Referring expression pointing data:
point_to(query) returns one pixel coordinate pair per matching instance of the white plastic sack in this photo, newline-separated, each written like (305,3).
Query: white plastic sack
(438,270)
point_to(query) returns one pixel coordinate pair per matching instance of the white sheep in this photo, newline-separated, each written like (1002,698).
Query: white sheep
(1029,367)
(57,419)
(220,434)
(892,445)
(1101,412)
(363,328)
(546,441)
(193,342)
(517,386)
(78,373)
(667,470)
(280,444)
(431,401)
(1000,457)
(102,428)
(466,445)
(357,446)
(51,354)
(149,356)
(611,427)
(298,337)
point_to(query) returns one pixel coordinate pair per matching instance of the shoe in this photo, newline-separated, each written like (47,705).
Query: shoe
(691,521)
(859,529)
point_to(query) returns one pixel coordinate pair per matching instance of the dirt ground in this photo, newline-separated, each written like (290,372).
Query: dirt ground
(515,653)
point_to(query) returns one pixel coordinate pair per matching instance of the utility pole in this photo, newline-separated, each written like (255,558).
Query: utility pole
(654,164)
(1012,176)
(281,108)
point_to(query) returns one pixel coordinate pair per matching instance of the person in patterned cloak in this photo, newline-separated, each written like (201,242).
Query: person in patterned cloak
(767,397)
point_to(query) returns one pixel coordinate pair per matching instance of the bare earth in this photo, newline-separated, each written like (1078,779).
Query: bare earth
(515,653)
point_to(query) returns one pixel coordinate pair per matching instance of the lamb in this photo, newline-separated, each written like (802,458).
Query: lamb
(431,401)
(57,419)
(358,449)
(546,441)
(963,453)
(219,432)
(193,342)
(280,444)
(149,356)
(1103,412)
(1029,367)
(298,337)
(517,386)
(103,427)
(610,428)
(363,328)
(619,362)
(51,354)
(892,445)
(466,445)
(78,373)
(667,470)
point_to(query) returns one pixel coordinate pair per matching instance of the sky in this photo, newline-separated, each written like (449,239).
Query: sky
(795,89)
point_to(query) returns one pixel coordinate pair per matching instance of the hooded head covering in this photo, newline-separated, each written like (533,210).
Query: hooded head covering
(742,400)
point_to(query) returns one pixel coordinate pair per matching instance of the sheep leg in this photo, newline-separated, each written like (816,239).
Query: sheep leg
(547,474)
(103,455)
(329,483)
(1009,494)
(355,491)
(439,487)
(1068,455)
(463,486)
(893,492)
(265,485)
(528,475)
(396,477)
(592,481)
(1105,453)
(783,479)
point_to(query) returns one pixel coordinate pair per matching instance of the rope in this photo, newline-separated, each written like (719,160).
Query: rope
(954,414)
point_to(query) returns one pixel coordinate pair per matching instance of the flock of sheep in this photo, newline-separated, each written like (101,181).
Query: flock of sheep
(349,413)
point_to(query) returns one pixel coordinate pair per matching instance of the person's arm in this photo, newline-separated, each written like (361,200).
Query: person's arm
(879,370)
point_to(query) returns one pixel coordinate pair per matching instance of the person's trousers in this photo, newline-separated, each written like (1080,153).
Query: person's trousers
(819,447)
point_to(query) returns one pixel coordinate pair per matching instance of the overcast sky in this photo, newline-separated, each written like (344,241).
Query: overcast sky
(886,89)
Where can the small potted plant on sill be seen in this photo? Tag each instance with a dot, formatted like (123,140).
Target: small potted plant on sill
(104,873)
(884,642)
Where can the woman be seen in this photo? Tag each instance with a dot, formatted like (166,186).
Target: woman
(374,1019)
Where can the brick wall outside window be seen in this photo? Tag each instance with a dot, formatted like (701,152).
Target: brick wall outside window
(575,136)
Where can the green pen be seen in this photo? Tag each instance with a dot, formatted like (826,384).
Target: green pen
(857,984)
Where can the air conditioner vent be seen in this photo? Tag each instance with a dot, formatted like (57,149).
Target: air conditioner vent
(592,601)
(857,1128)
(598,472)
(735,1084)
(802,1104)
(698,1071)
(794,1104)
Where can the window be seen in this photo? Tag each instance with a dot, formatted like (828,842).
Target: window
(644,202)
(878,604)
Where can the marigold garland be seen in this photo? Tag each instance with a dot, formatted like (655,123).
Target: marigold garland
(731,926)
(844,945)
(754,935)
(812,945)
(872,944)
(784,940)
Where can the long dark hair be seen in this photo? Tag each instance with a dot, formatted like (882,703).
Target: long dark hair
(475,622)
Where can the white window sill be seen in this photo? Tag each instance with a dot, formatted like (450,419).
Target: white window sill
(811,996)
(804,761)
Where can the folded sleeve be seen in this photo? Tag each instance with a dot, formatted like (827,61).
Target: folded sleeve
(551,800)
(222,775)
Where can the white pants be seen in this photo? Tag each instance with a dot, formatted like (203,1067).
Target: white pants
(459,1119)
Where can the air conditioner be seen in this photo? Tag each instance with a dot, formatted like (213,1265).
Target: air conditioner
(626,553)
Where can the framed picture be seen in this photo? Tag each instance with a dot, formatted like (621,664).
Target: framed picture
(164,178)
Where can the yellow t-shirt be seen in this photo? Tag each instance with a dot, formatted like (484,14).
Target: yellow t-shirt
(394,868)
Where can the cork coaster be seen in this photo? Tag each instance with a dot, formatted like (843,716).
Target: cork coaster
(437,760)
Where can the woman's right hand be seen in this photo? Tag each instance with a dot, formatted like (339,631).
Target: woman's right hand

EXERCISE DETAILS:
Return the full data, every line of it, with nothing altered.

RESULT OF THE TASK:
point_to(query) returns one pixel coordinate pair per matching instance of the white plastic sack in this photo, newline-separated, each written like (305,3).
Query: white plastic sack
(438,270)
point_to(query) returns one pixel coordinate pair per matching instance of the white sheep in this photo, newline-separated, each written like (1002,698).
Query: white sheep
(1029,367)
(57,419)
(220,434)
(892,445)
(1101,412)
(363,328)
(546,441)
(193,342)
(517,386)
(78,373)
(667,470)
(280,444)
(431,401)
(1000,457)
(102,428)
(466,445)
(357,446)
(51,354)
(149,356)
(611,427)
(298,337)
point_to(query) returns one pixel coordinate pair per matching instance of the shoe in this photo, newline-separated, each written like (47,705).
Query: shoe
(691,521)
(859,529)
point_to(query) returns one pixel coordinate pair per matching instance of the dirt ground in this photo, newline-separated, each written like (290,372).
Query: dirt ground
(515,653)
point_to(query) returns one pixel coordinate pair per matching instance of the utility pole in this photo, newline-separated, each written like (255,558).
Query: utility pole
(654,164)
(1012,176)
(281,108)
point_to(query) returns one pixel coordinate pair per matching instance of the person in patterned cloak in this photo, newline-separated, each written like (201,242).
Query: person in patterned cloak
(767,397)
point_to(query) returns one pixel coordinate pair per matching instance of the bare earth in this photo, newline-separated, each written like (1078,779).
Query: bare earth
(515,653)
point_to(query) returns one pixel coordinate pair per matching instance of the lamb in this photo, newline-separated, each written like (802,458).
Query: lamb
(431,401)
(57,419)
(358,449)
(546,441)
(963,453)
(219,432)
(193,342)
(280,444)
(149,356)
(1103,412)
(1029,367)
(298,337)
(517,386)
(103,427)
(610,428)
(363,328)
(619,362)
(51,354)
(892,445)
(466,445)
(78,373)
(667,470)
point_to(query) returns one pixel coordinate pair per matching instance of the sky in this photo, newline-separated, each written like (449,239).
Query: sky
(795,89)
point_to(query) returns one pixel coordinate pair per matching instance of the hooded head covering in this photo, newline-separated, each written like (533,210).
Query: hooded head covering
(742,400)
point_to(query) returns one pixel coordinate pair per matching instance of the sheep leg in this photo, newline-separated, each written like (816,239).
Query: sheep leg
(547,474)
(103,455)
(329,483)
(1009,494)
(355,491)
(439,487)
(1068,455)
(463,486)
(893,492)
(265,485)
(528,475)
(396,477)
(592,481)
(1105,453)
(783,479)
point_to(query) returns one pixel coordinate pair per matching instance of the rope in this photo, newline-separated, each written like (719,160).
Query: rope
(954,414)
point_to(query) returns one pixel coordinate pair per matching instance of the flock of sheep in this photo, newline-separated, each written like (101,181).
Query: flock of sheep
(349,413)
point_to(query) returns one pixel coordinate pair per matching instance of the person's arm in this photo, newline-separated, each written like (361,200).
Query: person's arm
(879,370)
point_to(query) returns one pixel coordinate pair per matching instance of the person's trousers in this photo, newline-separated, each written like (1080,153).
Query: person's trousers
(819,447)
point_to(query) returns one pixel coordinate pair per matching instance of the overcast sky in this photo, newline-separated, each written like (344,241).
Query: overcast sky
(886,89)
Where can the small potted plant on sill be seen in this photo? Tag each instance with a dot, formatted like (123,140).
Target: small potted plant on sill
(104,873)
(884,642)
Where can the woman be seen in this photo? Tag each instance with a dot, formatted like (166,186).
Target: woman
(374,1019)
Where can the brick wall outside window be seen in this photo? Tag each instance with a dot, formatted like (701,152).
Target: brick wall outside window
(575,136)
Where can the green pen be seen in this photo? Tag each instance with a dot, formatted like (826,384).
Target: green pen
(857,984)
Where can the air conditioner vent be seen in this photo? Tag each instance with a dot, formatted like (57,149).
Target: air conditioner vent
(592,601)
(857,1128)
(598,472)
(735,1084)
(802,1104)
(698,1071)
(794,1104)
Where can the window be seen in this photo? Tag each instance with a dot, formatted like (828,842).
Target: window
(644,202)
(878,604)
Where can the marigold garland be seen in this photo? Tag each instance with a dot, formatted like (655,123).
Target: marigold garland
(731,926)
(844,945)
(754,935)
(812,945)
(872,944)
(784,940)
Where can the long dark hair be seen in this photo? Tag each instance with a dot, formatted like (882,703).
Target: long dark hair
(475,622)
Where can the white window sill be seen in this photo? Tag each instance with a dot, formatted like (450,419).
Target: white window sill
(811,996)
(804,761)
Where can the folded sleeve be seen in this photo? Tag each instance with a dot, formatted like (827,61).
Target: folded sleeve
(551,800)
(222,775)
Where can the white pants be seen in this photo? Tag each instance with a dot, formatted like (203,1067).
Target: white pants
(459,1119)
Where can the air conditioner be seen in this photo? Tag each instance with a dot, formatted like (213,1265).
Target: air conditioner
(626,553)
Where can the framed picture be seen in this photo? Tag each instance with a dot, formatted like (621,664).
Target: framed picture
(164,178)
Where can the yellow t-shirt be seen in this photo? Tag each instance with a dot, formatted like (484,14).
Target: yellow t-shirt
(394,868)
Where can the cork coaster be seen in this photo? Tag each instance with a dot, formatted like (843,716).
Target: cork coaster
(437,760)
Where can the woman's right hand be seen in this photo? Tag each instance with a dot, formatted like (339,631).
Target: woman's right hand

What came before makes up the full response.